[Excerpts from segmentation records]
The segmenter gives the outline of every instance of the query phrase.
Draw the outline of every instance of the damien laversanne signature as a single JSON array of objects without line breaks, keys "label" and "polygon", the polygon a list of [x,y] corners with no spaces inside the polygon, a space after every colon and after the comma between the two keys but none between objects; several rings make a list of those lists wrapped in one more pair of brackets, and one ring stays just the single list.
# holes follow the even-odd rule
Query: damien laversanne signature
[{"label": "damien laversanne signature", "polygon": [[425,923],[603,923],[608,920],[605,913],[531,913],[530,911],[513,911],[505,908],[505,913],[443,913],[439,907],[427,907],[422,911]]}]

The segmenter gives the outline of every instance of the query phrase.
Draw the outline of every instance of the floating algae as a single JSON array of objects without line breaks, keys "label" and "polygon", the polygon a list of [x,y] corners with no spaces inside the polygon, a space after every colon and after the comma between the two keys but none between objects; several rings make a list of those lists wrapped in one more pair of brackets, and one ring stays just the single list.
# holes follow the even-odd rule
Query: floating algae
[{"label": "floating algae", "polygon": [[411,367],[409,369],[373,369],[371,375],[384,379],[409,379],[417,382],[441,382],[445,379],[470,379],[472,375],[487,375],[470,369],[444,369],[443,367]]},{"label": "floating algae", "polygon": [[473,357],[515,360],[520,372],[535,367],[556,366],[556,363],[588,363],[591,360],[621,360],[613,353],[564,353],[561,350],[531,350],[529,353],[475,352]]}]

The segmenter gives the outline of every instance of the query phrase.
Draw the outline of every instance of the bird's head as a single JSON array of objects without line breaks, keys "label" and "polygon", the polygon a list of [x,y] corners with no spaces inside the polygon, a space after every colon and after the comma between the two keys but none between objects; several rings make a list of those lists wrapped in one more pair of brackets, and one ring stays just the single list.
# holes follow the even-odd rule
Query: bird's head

• _WHAT THE TASK REQUIRES_:
Using the listing above, please repeat every entry exactly.

• _IN RESPONSE_:
The segmenter gives the outline of every instance of the query phrase.
Draw the outline of every instance of the damien laversanne signature as a single JSON array of objects without line breaks, keys "label" and "polygon", the polygon a list of [x,y] corners with no spaces inside the polygon, a space after every colon and after the comma between the two keys but none between objects; several rings make a list of those lists wrapped in one more pair of brackets, and one ring stays just the single list.
# holes follow the even-odd rule
Query: damien laversanne signature
[{"label": "damien laversanne signature", "polygon": [[425,923],[603,923],[608,920],[605,913],[531,913],[530,911],[513,911],[505,908],[505,913],[443,913],[439,907],[427,907],[422,911]]}]

The segmenter gives the outline of every instance of the query phrase.
Draw the outline of every instance of the floating algae as a single JSON array of objects without line breaks, keys "label" and "polygon", the polygon a list of [x,y] corners with no spaces inside the polygon, a space after every colon and after the comma between the two keys but none between objects; several rings make a list of those lists wrapped in one more pair of brackets, and one ring stays just the single list.
# holes follow the even-odd rule
Query: floating algae
[{"label": "floating algae", "polygon": [[411,367],[409,369],[373,369],[371,375],[384,379],[409,379],[417,382],[441,382],[445,379],[470,379],[472,375],[487,375],[470,369],[444,369],[443,367]]},{"label": "floating algae", "polygon": [[473,357],[515,360],[520,372],[535,367],[556,366],[556,363],[588,363],[591,360],[621,360],[613,353],[564,353],[561,350],[531,350],[529,353],[475,352]]}]

The segmenter gives the outline of every instance of the query phrase.
Draw the outline of every instance of the bird's head as a single JSON array of objects without line breaks, keys "label" and "polygon", the polygon a list of [x,y] corners with no spaces inside the polygon, a space after every colon and after the comma between the two keys but none between objects; several rings make a list of those lists wrapped in one more pair of brackets, and one ring stays just the single list.
# holes follow the even-odd rule
Query: bird's head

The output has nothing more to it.